WHAT YOU WILL DO: From the line containing "Annotation task — mark the white football" down to the last line of the records below, copy every line exactly. Leave out everything before it.

RECORDS PROVIDED:
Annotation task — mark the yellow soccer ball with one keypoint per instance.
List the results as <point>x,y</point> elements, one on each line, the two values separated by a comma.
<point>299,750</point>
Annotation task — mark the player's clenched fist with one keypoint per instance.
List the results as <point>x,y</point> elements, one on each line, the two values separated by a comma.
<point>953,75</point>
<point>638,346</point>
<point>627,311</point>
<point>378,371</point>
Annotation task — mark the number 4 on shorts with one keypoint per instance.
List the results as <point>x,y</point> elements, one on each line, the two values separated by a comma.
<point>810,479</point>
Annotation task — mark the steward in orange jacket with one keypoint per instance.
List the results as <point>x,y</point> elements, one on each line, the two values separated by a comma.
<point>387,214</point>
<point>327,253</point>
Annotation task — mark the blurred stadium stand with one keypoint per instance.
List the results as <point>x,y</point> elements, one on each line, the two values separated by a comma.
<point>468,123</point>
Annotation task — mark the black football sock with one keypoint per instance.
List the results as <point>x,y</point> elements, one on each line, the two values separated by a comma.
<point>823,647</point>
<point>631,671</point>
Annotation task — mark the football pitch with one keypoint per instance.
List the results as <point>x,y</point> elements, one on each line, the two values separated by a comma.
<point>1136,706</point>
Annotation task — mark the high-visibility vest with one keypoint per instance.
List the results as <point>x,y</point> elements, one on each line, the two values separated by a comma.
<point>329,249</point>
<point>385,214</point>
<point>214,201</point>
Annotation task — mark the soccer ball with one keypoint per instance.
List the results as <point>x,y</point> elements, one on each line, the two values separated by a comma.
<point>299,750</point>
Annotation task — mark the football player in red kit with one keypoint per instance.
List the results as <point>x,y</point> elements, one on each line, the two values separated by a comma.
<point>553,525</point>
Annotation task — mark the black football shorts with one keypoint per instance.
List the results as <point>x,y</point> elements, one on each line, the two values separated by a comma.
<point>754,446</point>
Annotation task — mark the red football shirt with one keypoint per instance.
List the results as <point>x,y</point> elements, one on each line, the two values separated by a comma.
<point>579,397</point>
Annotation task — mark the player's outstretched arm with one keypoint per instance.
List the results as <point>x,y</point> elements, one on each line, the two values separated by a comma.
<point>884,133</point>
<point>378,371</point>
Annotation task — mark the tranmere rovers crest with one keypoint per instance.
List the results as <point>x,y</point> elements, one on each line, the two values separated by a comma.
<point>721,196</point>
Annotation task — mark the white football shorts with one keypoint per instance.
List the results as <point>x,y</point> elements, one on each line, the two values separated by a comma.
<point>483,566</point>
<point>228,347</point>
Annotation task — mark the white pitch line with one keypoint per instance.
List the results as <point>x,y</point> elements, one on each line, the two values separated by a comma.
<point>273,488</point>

WRITTEN SOLUTION:
Annotation task — mark the white football shorts with one keypoint per instance.
List the results as <point>x,y</point> elements, one on each line, the two values separated by a comma.
<point>483,566</point>
<point>228,347</point>
Annotation task — mark the white pitch line with one keypoint per instance.
List the results as <point>x,y</point> elements, one on each line, the two values separated by a comma.
<point>273,488</point>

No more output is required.